**TASK DETAILS:**
Each entry in the material below should be reproduced exactly.

**PROVIDED DATA:**

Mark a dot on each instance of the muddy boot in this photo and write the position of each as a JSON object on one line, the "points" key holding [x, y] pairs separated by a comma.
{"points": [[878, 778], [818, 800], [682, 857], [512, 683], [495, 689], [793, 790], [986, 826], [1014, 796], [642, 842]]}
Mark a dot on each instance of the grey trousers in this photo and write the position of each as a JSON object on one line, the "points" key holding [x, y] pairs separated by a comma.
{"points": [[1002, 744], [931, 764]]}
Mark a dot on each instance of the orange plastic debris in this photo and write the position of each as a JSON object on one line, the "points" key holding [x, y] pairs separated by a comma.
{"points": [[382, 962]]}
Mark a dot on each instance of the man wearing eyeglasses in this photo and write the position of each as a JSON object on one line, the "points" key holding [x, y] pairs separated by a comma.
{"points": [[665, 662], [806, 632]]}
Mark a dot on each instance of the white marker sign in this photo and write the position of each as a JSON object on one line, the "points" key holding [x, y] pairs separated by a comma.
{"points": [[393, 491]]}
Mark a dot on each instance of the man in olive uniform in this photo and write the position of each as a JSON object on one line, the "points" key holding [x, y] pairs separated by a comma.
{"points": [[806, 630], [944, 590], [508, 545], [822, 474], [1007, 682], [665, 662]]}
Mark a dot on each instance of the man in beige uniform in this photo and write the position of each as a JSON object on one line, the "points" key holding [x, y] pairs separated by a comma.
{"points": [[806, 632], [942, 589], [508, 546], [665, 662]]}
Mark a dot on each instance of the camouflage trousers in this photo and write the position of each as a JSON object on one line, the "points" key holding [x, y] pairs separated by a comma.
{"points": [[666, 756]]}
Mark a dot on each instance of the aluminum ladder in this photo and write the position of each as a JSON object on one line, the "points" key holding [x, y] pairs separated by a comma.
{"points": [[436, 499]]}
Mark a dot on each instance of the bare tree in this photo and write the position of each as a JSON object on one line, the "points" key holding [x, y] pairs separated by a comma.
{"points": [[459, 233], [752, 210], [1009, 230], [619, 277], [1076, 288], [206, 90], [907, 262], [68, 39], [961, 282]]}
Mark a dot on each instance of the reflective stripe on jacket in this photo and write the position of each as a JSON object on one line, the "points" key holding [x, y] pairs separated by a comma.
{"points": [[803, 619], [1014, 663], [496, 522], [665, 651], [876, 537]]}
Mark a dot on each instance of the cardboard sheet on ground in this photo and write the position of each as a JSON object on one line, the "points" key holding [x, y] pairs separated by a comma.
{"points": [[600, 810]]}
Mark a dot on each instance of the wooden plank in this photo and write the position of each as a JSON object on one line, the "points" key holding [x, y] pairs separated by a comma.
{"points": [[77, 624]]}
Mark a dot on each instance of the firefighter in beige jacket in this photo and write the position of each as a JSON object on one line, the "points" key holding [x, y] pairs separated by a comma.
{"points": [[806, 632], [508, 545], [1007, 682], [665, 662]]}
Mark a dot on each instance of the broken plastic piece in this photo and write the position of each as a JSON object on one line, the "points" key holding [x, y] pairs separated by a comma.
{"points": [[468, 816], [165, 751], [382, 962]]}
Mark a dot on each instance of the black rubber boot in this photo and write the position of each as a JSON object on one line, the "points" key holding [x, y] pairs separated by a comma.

**TASK OUTPUT:**
Mark a dot on each instance of the muddy boot in this photo and write the position of each as a JSON object on one line, the "points" key holding [x, y] pairs separated by a comma.
{"points": [[878, 778], [818, 800], [682, 857], [512, 683], [495, 689], [793, 790], [986, 826], [1014, 796], [642, 842]]}
Mark a dot on each instance of the grey trousers in this photo and write the position of each as a JSON object on one line, the "points" key holding [x, y] pairs separated by a comma.
{"points": [[1002, 744], [931, 764]]}
Mark a dot on each instance of the orange plastic debris in this photo and write the position of each as a JSON object on one line, the "points" key holding [x, y] pairs separated by a comma.
{"points": [[382, 962]]}
Mark a dot on each instance of the man wearing eyeglasses in this photo and write the position of each as a JSON object on one line, the "points" key holding [x, y] pairs separated by a comma.
{"points": [[665, 662], [806, 632]]}
Mark a dot on each instance of the white marker sign in this photo and write the position of each as a JSON object on one line, the "points" key holding [x, y] pairs separated by a comma.
{"points": [[393, 491]]}
Mark a dot on each instance of the man in olive uniform in this photo and write the position of each as a JSON object on one line, the "points" key holding [x, y] pairs separated by a comma.
{"points": [[806, 630], [944, 590], [508, 545], [822, 474], [1007, 682], [665, 662]]}
Mark a dot on each instance of the man in beige uniform in this photo and write the position of each as a JSON object on one line, the "points" key holding [x, y] pairs separated by a comma.
{"points": [[806, 632], [942, 589], [508, 546], [665, 662]]}
Mark a dot on each instance of the camouflage trousers in this photo and write the position of each as a JSON object on one line, the "points" key holding [x, y] pairs separated by a comma.
{"points": [[666, 756]]}
Mark a dot on each instance of the aluminum ladder in this photo and write the position of each as a JSON object on one line, the "points" key holding [x, y] pairs separated by a comma.
{"points": [[436, 499]]}
Mark a dot on each instance of the bare tree in this photo and write the position of each as a JSON object on one line, the "points" key holding [x, y] pairs separated by a comma.
{"points": [[459, 233], [752, 210], [1009, 230], [619, 277], [1076, 288], [206, 90], [907, 262], [68, 39], [961, 282]]}
Mark a dot on each instance of the reflective stripe on jacket in this photo and write the position of each as a JSON object on one line, the "points" key holding [x, y] pairs separated by a comma.
{"points": [[803, 619], [1014, 663], [496, 522], [665, 651], [876, 537]]}
Mark a dot on each instance of the cardboard sheet on ground in this photo and write the position of each as a JSON object on one line, the "points" key holding [x, y] pairs separated by a comma.
{"points": [[600, 810]]}
Mark a dot on each instance of the wooden plank in this photo and write the position of each as a JSON object on one line, the "points" key holding [x, y] pairs separated by a comma.
{"points": [[77, 624]]}
Mark a dot on each instance of the firefighter in beige jacket in this photo and write the position of each as a JSON object on one line, the "points" key holding [x, y] pairs separated by a comma.
{"points": [[806, 632], [508, 545], [1007, 682], [665, 662]]}
Mark a dot on each instance of the broken plastic piece in this photo and write the position of each as a JSON object on one line, the "points" key holding [x, y] pairs separated by a comma.
{"points": [[468, 816], [165, 751], [382, 962]]}
Mark a dot on each instance of the black rubber boot in this photo and write the position of each as a JSON object on one line, the "points" key holding [x, y] pairs separated by a comma.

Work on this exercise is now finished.